[Information supplied Boundary: Start]

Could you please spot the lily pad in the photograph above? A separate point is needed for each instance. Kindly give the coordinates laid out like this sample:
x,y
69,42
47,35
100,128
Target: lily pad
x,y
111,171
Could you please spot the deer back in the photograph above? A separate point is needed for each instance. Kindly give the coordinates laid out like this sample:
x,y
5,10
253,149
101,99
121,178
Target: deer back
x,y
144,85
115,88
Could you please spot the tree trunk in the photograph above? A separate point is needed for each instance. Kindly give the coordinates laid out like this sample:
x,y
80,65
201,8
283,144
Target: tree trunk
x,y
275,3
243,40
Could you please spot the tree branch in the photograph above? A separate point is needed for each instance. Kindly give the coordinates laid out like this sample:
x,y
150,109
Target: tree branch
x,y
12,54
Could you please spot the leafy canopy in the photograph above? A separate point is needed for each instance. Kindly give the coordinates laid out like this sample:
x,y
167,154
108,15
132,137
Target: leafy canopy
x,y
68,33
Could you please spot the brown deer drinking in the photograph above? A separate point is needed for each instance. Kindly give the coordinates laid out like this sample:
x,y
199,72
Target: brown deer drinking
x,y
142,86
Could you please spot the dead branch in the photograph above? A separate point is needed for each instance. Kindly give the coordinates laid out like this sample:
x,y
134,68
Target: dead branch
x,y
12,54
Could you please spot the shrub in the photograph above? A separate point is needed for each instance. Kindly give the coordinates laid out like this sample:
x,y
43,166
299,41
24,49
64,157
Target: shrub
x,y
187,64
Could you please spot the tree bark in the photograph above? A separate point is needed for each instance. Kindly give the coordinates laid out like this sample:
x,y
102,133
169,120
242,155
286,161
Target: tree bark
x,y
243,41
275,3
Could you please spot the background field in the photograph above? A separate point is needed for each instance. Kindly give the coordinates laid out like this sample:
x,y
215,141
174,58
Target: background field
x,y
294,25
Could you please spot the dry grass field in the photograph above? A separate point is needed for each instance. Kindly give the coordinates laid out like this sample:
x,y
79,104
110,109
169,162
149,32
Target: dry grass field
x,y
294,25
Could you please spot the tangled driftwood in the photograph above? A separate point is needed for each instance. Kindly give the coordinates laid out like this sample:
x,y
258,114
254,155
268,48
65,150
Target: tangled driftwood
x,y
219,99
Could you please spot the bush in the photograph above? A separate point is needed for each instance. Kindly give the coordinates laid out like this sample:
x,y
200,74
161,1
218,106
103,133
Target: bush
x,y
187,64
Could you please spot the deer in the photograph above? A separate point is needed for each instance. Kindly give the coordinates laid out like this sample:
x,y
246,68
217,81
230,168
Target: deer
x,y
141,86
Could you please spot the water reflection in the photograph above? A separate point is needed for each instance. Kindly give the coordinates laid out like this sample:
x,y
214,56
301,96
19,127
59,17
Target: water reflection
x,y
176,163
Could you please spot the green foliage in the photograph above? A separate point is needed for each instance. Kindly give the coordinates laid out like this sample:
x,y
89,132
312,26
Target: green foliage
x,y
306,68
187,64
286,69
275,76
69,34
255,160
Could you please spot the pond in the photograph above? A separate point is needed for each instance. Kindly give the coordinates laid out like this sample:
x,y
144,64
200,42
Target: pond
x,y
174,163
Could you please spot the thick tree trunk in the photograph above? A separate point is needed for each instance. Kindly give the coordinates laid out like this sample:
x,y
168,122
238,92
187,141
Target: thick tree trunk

[Information supplied Boundary: End]

→ Task instructions
Filter the data above down to lines with the word "thick", and copy them.

→ Result
Could you please spot the thick tree trunk in the photograph above? A separate point is needed for each instance. Kindly give the coordinates laid out like this sample:
Target: thick tree trunk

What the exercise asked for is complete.